Stored items from a collection
---------------

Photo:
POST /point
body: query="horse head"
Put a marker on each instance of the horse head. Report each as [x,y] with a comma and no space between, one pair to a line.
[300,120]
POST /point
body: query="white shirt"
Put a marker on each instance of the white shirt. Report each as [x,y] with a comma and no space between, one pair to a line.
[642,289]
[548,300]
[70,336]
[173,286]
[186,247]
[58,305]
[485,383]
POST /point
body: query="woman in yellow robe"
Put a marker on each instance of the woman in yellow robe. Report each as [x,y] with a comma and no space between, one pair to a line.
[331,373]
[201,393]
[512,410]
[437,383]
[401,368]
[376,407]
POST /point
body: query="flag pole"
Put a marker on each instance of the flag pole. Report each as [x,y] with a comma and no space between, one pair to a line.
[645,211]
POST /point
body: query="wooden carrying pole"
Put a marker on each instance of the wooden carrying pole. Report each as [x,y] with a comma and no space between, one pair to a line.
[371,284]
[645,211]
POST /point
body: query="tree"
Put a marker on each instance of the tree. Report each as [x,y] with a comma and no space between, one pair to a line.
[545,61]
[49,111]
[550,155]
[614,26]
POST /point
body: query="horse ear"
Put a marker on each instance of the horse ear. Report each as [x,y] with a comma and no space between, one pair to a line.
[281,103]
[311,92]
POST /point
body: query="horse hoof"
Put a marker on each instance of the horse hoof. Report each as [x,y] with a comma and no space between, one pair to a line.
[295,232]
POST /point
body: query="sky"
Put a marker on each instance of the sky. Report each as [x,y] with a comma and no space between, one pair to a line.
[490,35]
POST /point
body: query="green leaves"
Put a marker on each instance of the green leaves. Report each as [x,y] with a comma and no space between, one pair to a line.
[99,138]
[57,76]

---------------

_Your assignment_.
Copy every line where the word "query" is present in the entries above.

_Solution to this problem_.
body: query="horse head"
body: query="white shirt"
body: query="woman in yellow robe"
body: query="flag pole"
body: query="wooden carrying pole"
body: query="tree"
body: query="horse ear"
body: query="horse hoof"
body: query="sky"
body: query="green leaves"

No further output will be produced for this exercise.